__Dataset entries__:
/---
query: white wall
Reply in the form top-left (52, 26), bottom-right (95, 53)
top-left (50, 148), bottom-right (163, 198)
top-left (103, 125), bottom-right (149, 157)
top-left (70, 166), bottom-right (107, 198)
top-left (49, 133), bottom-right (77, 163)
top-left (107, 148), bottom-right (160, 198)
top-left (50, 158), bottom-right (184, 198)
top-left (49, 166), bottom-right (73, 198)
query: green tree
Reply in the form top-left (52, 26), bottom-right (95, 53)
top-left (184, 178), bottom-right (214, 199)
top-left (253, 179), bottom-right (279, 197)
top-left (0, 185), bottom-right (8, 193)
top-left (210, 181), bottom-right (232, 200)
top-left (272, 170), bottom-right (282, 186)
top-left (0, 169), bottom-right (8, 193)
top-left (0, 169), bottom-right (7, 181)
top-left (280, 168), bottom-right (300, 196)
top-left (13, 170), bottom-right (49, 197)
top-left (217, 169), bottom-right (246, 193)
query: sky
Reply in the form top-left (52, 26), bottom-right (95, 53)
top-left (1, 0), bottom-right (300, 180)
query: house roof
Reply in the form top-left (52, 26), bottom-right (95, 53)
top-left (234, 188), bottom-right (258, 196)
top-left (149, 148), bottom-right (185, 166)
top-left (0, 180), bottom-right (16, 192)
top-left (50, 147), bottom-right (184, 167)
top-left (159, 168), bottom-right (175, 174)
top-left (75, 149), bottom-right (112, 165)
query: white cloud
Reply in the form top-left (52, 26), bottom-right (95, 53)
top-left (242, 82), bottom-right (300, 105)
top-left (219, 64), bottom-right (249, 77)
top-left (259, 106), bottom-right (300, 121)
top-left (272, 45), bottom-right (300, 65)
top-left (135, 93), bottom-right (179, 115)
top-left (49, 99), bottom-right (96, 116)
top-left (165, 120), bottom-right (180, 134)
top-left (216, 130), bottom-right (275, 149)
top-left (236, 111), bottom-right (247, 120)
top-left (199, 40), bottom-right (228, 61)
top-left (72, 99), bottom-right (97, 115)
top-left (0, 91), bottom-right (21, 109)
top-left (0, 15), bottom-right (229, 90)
\---
__Task requirements__:
Whenever a line of the records holds the string "query", pick it out and copy it.

__Reply to the exercise__:
query: white wall
query: green tree
query: sky
query: house roof
query: white cloud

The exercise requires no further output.